───── Provided entries ─────

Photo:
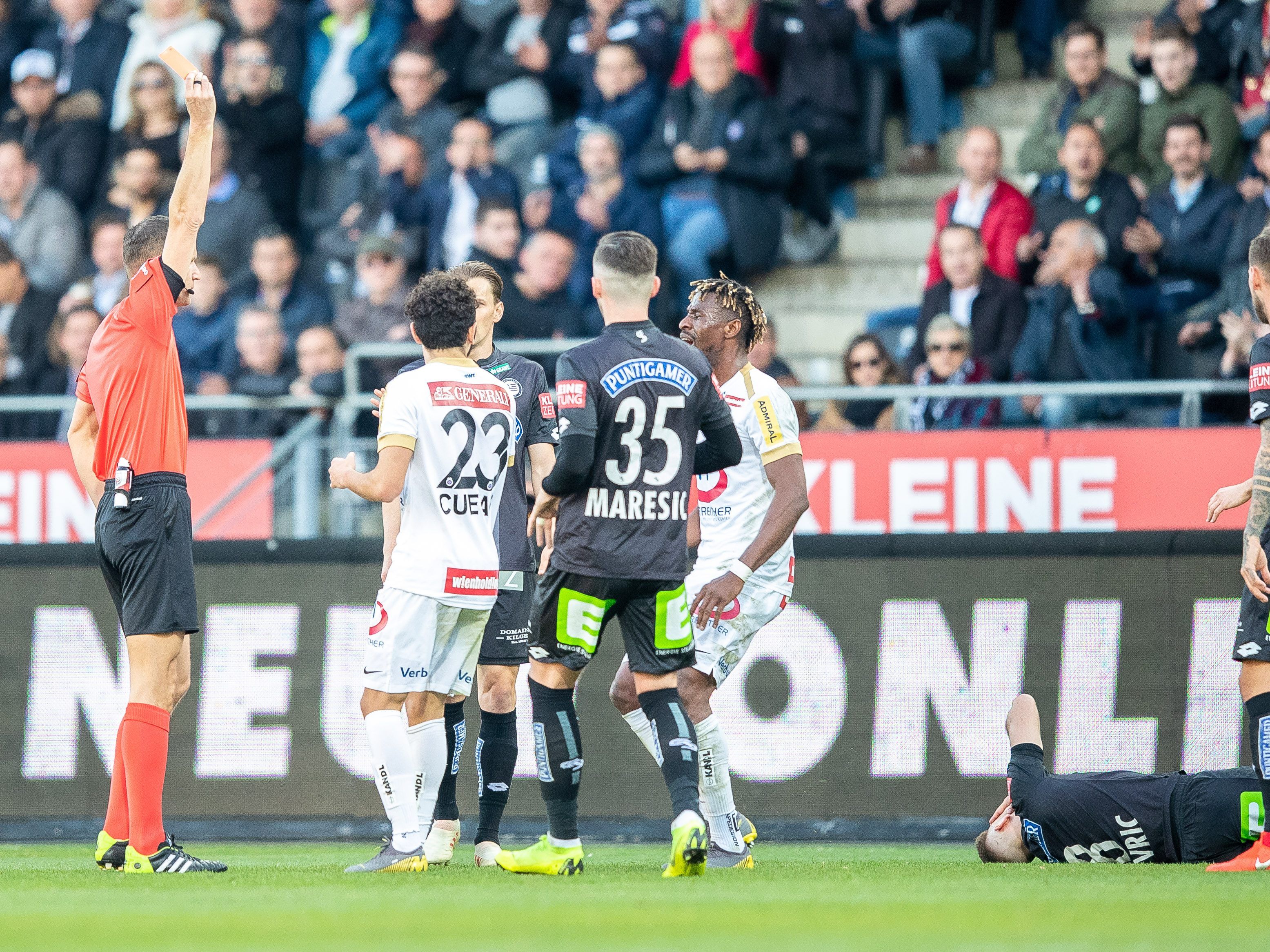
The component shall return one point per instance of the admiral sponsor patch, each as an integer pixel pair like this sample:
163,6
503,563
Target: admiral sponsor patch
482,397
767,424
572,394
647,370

─────
───── Provided entries ─────

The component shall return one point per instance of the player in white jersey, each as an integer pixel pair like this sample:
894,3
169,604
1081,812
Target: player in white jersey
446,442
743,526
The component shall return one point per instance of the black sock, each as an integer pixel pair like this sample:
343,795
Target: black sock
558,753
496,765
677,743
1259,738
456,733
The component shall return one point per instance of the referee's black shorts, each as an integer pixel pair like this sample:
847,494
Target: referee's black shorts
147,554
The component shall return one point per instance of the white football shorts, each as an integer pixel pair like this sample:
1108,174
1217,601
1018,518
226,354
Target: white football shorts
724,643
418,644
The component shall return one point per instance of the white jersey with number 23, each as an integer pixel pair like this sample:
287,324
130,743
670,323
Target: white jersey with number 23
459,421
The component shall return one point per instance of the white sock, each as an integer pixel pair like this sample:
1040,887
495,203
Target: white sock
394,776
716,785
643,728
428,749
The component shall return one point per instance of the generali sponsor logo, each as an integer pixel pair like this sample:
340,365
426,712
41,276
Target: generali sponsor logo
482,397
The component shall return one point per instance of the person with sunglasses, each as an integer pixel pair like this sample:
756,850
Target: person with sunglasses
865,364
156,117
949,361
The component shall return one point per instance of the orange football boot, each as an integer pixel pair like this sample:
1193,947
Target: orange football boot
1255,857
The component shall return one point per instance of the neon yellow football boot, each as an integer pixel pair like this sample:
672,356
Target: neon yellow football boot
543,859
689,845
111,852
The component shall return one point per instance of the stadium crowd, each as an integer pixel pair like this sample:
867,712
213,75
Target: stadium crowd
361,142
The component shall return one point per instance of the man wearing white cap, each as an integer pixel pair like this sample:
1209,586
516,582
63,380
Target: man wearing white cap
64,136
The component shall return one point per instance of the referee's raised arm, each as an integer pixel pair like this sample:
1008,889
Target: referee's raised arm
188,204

─────
───── Provided entries ─────

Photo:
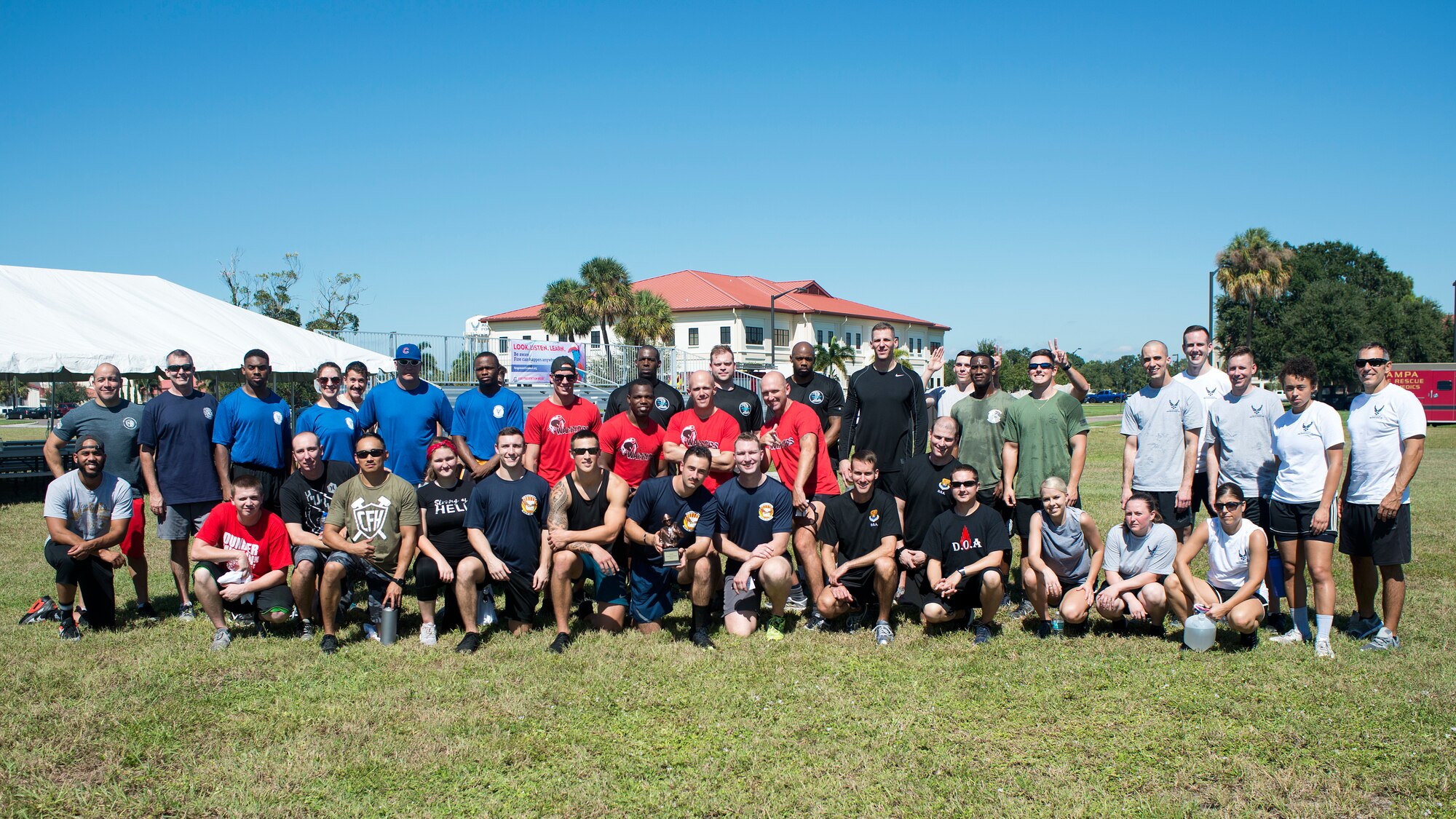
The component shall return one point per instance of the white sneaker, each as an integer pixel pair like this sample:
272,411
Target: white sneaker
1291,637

─────

## Task details
Select every line in the entries above that contains the string "shorts", and copy each of those lines. Case counts when matching.

## The result
The component shall return one point per instance of the referee's black shorts, each as an integer pixel pair like this sample:
Target: referee's black shorts
The component shall return one point per instance of the white football shorts, each as an integer pixel pair like this sample:
Target: white football shorts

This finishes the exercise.